**Problem description**:
Pick out and copy each line in the rows below that contains the string "tree", treating uppercase and lowercase as different.

**Task inputs**:
+++

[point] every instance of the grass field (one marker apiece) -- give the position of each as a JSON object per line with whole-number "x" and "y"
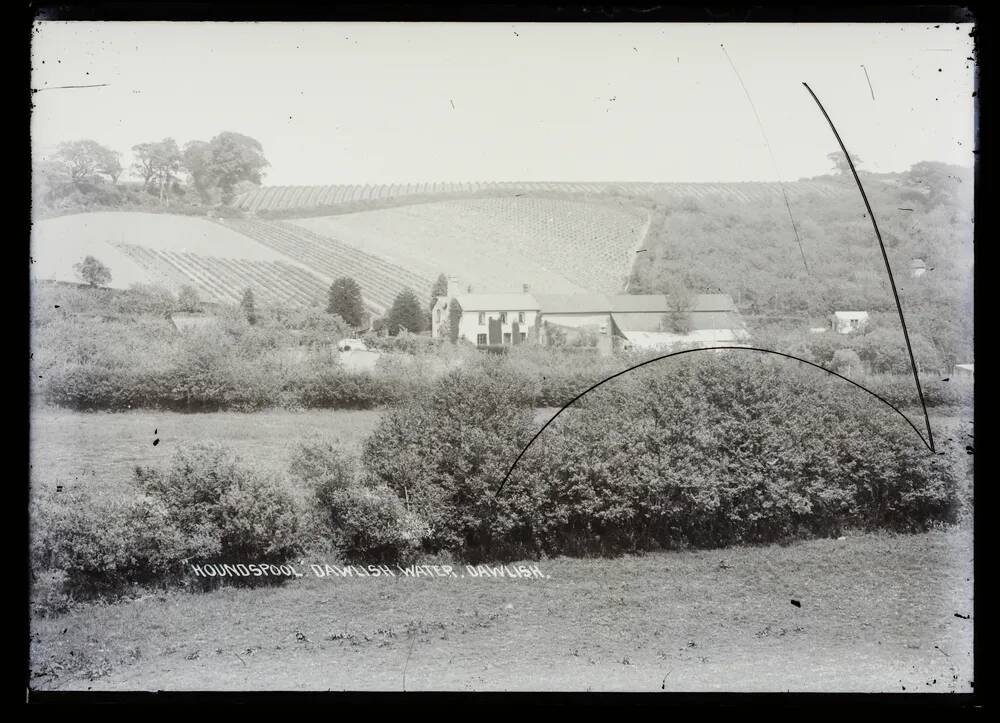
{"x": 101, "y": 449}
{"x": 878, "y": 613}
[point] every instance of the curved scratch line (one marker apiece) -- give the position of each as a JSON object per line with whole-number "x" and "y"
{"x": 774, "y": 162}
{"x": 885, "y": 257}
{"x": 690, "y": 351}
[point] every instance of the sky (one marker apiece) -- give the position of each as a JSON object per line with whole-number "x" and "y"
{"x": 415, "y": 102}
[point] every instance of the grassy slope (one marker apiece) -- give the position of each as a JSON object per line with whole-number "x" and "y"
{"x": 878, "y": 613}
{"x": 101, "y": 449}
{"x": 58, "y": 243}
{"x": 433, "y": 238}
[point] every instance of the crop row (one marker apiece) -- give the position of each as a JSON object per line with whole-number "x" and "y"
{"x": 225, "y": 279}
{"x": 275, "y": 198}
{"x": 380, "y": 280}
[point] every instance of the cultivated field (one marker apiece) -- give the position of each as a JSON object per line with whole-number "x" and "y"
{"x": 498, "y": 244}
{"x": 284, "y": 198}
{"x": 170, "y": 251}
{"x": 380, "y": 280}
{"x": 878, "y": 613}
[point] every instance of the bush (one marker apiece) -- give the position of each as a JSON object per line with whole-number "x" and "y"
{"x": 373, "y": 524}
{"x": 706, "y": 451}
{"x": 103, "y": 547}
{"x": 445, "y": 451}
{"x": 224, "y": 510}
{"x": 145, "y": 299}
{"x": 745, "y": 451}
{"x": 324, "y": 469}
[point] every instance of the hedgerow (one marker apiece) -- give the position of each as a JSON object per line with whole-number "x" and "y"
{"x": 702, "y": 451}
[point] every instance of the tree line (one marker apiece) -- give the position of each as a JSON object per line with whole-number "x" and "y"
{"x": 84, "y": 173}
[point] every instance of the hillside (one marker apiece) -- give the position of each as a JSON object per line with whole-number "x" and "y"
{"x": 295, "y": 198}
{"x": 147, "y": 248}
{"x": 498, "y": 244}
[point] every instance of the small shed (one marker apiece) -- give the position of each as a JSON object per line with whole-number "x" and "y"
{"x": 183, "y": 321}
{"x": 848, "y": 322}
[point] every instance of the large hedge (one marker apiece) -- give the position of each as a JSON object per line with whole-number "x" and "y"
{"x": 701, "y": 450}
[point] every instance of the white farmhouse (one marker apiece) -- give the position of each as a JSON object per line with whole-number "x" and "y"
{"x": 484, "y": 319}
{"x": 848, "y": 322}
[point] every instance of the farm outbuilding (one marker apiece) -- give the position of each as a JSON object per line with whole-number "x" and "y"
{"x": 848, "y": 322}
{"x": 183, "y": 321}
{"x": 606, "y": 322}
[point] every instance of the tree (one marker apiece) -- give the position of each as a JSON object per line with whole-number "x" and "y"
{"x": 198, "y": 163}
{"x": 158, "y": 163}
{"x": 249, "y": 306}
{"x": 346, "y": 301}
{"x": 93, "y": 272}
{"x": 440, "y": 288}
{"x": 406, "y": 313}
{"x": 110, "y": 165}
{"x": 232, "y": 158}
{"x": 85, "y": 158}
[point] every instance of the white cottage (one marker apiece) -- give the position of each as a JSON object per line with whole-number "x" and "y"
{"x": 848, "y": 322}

+++

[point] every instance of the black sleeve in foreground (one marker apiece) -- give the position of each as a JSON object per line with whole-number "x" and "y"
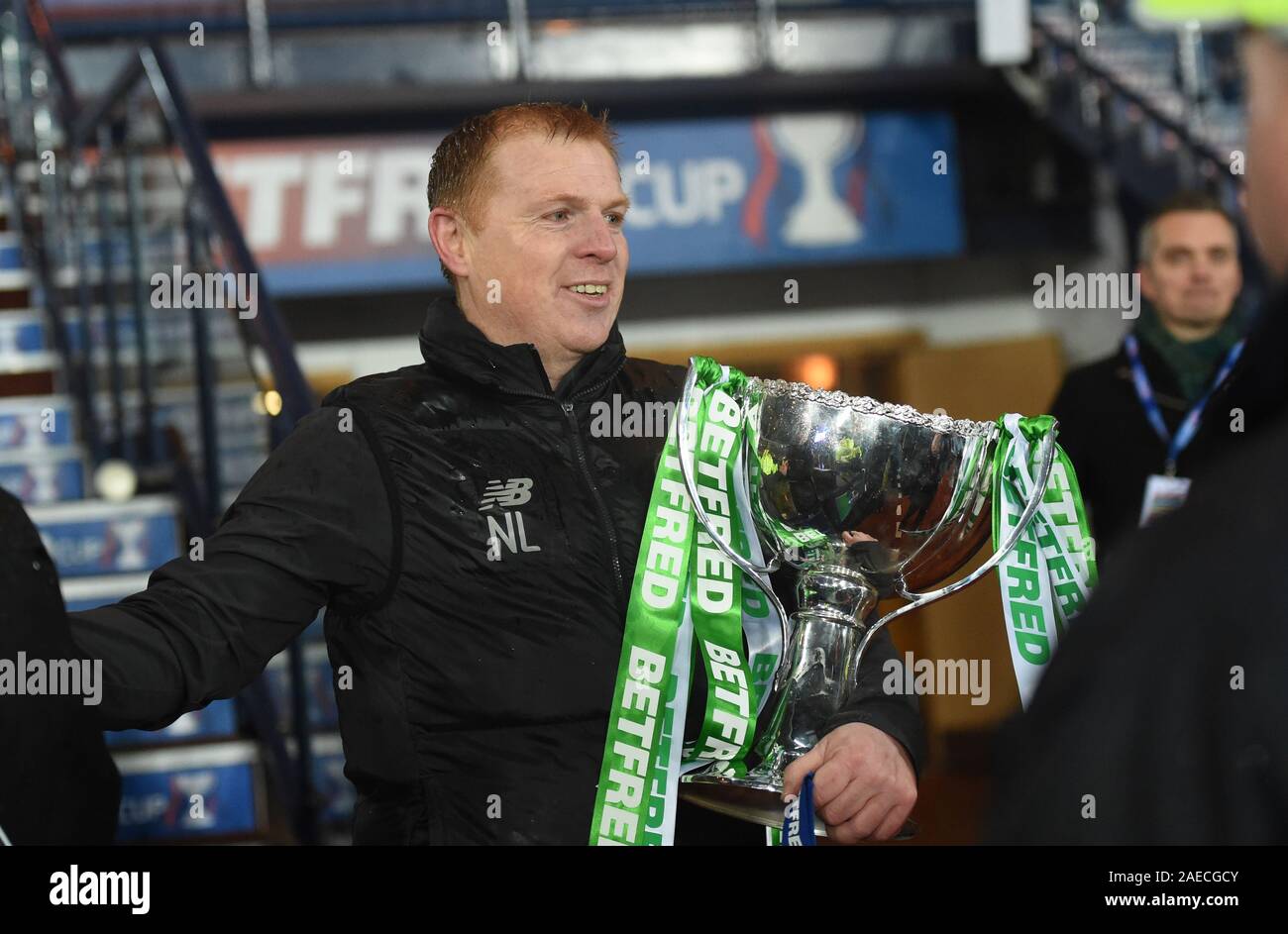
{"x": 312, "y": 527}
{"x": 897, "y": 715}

+++

**Solution for this task**:
[point] every instance of the tree line (one marker apiece) -- give the position of each as a JSON object per line with whole-number "x" and "y"
[point] every instance of the tree (one marker apiece) -- give the position of each as a JSON object per line with whole-number "x" and "y"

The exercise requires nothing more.